- **TREŚĆ ZADANIA**: Które miejsce zajął Michał Kwiatkowski w drugiej jeździe na czas według tekstu o jego występie w Tour de France?

── BLOK TEKSTU ──

Michał Kwiatkowski (Omega Pharma-Quick Step) po raz kolejny pokazał, że w setnej edycji Tour de France jest w bardzo dobrej formie, a fakt, iż jest to jego debiut w Wielkiej Pętli, w ogóle mu nie ciąży. Oto, co Polak powiedział po drugiej „czasówce”.
– Myślę, że dzisiejsza jazda na czas dla każdego była ciężka. Zrobiłem co w mojej mocy, dwa razy ryzykowałem życie na zjazdach i dzięki temu zająłem 7. miejsce. Jestem zadowolony. Myślę, że była to jedna z najtrudniejszych czasówek w mojej karierze. Jutro podjeżdżamy pod Alpe-d`huez dwukrotnie. Zrobiłem to na Criterium du Dauphine i wiem, że będzie to naprawdę trudny etap. Najprawdopodobniej, ataki będą już od startu. Przed Paryżem jeszcze trzy ciężkie etapy, nasze nogi z pewnością to odczują. Będę się starał pojechać jak najlepiej i pomóc kolegom z drużyny. Zobaczymy – powiedział Michał.
Foto: bettiniphoto.net
Marta Wiśniewska
A ja myślałem,że to drużyna będzie pomagać Michałowi…
Brawo!!!
Jestem pełen podziwu dla Michała, a czy będzie drugi czy trzeci w młodzieżówce to bez znaczenia. Dla Omegi chyba najważniejsze będzie zwycięstwo na ostatnim etapie, a Kwiatek nie jest tak silny w górach żeby mógł się piąć w górę w generalce.
Skromny chłopak. Jeszcze głupio mu mówić, że Martin czy Chavanel będą mu pomagać.

───
── PREZENTOWANE DANE ──

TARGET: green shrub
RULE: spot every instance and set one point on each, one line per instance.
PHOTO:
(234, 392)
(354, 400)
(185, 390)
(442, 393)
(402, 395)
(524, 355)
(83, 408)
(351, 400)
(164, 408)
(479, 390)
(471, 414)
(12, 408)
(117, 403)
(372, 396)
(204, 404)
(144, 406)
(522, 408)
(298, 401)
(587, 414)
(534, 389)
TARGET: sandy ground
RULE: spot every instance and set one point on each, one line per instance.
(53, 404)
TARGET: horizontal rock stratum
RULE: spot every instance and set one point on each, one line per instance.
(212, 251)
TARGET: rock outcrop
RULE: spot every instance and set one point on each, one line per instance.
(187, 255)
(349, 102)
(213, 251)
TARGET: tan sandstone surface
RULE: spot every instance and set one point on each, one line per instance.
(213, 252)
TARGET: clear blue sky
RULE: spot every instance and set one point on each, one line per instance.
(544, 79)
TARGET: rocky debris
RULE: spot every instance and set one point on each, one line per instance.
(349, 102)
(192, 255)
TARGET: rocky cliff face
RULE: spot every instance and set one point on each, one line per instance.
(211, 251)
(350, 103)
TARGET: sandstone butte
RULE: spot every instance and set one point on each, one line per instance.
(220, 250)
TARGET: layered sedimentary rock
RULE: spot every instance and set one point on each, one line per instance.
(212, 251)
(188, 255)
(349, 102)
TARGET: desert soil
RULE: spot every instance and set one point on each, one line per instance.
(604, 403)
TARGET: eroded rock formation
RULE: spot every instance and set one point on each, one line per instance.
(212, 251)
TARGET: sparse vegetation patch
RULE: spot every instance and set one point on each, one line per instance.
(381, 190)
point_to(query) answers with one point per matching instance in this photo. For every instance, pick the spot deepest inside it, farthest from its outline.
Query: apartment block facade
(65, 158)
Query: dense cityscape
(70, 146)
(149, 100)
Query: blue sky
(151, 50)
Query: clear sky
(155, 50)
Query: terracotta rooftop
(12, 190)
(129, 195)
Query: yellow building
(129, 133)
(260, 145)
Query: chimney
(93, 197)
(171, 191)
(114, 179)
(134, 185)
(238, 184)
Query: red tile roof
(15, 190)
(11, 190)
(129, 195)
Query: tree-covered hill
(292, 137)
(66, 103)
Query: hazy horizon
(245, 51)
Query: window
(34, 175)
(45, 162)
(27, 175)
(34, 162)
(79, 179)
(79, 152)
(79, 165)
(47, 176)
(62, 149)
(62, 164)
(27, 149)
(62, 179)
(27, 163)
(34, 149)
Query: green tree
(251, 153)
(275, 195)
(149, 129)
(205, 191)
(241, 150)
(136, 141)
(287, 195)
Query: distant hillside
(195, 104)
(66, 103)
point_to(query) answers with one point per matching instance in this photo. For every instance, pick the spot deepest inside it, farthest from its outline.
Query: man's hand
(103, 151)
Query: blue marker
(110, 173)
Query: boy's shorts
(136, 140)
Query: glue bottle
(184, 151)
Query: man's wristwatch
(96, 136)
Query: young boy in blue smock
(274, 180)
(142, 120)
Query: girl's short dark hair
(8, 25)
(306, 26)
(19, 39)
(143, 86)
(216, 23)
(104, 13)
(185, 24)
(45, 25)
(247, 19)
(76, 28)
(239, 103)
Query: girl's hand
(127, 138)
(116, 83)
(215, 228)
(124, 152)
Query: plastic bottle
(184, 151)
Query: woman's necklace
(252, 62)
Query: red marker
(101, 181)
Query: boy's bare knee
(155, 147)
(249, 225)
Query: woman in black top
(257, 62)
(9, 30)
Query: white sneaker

───

- **ODPOWIEDŹ**: Zajął 7. miejsce.